* SET EXERCISE A
Copy out the records word for word, from the line containing "the **brown soil**?" through the end of the records, and give only that stretch.

* EXTRACT TO READ

Four Sheets to the Wind is a 2007 independent drama film written and directed by Sterlin Harjo.  It was Harjo's first feature film, and won several awards at the 2007 Sundance Film Festival and American Indian Film Festival.

Plot
The film tells the story of Cufe, a young Seminole/Creek man who travels from his small Oklahoma home town to Tulsa to visit his sister, Miri, after the suicide and funeral of their father.  While Miri struggles with her life in the city, Cufe becomes friendly, and then romantically involved, with Miri's neighbor, Francie, and he begins to perceive that his life has more possibilities than he had realized.

Production
The script was developed with the support of the Sundance Institute, and was filmed in Holdenville, Oklahoma (Harjo's hometown) and in Tulsa.  Harjo has commented that one of his purposes in writing the script was to react against expectations and stereotypes, for example by depicting Cufe "drinking a beer" while not making alcoholism a central issue, and showing him becoming involved with Francie without making the movie into "an issue-driven interracial relationship story".

* GIVEN DATA
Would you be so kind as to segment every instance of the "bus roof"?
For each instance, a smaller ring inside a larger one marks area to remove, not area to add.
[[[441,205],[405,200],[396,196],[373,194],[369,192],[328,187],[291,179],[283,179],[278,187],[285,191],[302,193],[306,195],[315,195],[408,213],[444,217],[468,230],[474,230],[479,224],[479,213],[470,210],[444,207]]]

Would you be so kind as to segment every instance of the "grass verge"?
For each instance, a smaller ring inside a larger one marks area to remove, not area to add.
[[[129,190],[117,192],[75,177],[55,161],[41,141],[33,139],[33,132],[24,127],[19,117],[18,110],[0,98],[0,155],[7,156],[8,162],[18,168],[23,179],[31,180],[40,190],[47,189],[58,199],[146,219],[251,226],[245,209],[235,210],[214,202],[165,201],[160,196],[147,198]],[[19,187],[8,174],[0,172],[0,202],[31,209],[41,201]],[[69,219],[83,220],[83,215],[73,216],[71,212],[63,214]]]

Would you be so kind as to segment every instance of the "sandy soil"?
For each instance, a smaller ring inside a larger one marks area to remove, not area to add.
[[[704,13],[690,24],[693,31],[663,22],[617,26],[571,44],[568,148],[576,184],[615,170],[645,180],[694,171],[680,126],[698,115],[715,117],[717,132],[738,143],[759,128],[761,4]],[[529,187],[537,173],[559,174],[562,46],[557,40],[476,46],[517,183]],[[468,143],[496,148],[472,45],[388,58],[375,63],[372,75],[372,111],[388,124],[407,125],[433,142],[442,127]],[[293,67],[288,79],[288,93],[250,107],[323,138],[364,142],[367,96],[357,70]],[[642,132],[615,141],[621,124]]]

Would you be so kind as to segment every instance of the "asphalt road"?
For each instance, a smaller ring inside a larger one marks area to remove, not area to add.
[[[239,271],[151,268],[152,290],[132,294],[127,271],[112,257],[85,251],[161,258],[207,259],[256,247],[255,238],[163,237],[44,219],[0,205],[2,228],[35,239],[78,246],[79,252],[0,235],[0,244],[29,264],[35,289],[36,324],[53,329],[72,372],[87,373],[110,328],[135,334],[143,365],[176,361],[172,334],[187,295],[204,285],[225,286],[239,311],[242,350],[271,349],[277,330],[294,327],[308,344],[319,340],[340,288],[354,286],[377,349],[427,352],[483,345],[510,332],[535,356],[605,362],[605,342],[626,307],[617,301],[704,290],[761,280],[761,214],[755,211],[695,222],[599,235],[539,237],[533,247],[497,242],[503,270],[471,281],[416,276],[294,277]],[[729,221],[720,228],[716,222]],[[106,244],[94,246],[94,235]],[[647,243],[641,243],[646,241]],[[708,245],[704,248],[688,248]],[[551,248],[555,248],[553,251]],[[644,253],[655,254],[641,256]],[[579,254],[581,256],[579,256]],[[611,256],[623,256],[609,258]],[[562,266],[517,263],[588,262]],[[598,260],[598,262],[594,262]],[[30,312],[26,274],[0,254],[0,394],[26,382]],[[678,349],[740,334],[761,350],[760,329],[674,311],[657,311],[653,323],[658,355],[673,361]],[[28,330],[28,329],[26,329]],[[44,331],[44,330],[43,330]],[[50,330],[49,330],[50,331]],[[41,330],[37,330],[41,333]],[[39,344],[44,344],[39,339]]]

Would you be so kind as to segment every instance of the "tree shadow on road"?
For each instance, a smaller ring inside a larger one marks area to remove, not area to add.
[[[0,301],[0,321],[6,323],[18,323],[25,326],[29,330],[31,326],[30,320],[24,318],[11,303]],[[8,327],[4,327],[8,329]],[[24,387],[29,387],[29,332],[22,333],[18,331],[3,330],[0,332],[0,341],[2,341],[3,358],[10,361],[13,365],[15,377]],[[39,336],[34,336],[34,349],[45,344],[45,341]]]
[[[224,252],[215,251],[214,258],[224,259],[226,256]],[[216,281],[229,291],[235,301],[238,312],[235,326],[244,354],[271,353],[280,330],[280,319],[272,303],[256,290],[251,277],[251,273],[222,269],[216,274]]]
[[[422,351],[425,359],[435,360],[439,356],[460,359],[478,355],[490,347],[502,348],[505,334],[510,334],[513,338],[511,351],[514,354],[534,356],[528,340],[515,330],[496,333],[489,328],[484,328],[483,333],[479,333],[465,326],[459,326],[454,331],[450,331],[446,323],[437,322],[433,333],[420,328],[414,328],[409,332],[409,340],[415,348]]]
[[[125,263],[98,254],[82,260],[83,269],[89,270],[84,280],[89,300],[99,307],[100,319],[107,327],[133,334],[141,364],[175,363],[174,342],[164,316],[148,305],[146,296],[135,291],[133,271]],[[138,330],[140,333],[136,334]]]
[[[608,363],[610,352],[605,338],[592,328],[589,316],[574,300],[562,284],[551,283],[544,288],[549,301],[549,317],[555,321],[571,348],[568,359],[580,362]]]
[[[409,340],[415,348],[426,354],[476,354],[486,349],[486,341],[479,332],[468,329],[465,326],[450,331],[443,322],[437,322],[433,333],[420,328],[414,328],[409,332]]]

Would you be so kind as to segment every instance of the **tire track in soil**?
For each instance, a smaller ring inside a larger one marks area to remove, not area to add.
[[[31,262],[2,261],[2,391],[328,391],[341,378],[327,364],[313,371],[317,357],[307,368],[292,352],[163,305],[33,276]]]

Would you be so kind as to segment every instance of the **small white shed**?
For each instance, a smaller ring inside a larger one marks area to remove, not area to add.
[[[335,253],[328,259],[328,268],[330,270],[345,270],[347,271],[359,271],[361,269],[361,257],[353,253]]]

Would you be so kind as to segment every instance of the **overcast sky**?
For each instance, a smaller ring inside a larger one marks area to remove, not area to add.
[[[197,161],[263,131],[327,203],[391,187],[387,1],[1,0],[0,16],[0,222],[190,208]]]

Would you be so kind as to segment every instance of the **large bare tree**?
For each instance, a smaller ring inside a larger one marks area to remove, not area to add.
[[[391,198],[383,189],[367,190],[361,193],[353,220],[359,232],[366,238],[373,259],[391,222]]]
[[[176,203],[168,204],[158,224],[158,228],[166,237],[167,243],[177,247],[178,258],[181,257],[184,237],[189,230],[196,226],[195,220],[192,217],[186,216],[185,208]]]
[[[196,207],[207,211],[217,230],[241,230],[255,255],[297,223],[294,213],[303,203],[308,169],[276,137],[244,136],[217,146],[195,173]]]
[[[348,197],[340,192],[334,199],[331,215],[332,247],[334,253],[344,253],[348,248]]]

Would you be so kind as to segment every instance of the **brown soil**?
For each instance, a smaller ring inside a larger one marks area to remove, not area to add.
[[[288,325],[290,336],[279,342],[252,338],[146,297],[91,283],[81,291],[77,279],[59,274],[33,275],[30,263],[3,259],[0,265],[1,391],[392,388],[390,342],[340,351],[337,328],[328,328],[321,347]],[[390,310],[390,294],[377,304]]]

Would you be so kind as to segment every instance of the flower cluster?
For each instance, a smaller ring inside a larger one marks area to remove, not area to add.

* SET EXERCISE B
Where was the film Four Sheets to the Wind shot?

* WRITTEN ANSWER A
Would you be so kind as to segment every instance of the **brown soil**?
For each instance, a smaller ring inside a larger one marks area to remove, not area to add.
[[[288,325],[290,336],[279,342],[252,338],[146,297],[91,283],[81,291],[77,279],[59,274],[33,275],[30,263],[3,259],[0,265],[1,391],[392,388],[390,342],[340,351],[337,328],[328,328],[321,347]],[[390,310],[390,294],[377,304]]]

Would you be so kind as to segment every instance of the flower cluster?
For each instance, a smaller ring inside a larger one marks area to remove, not area to add.

* WRITTEN ANSWER B
In Holdenville, Oklahoma, and in Tulsa.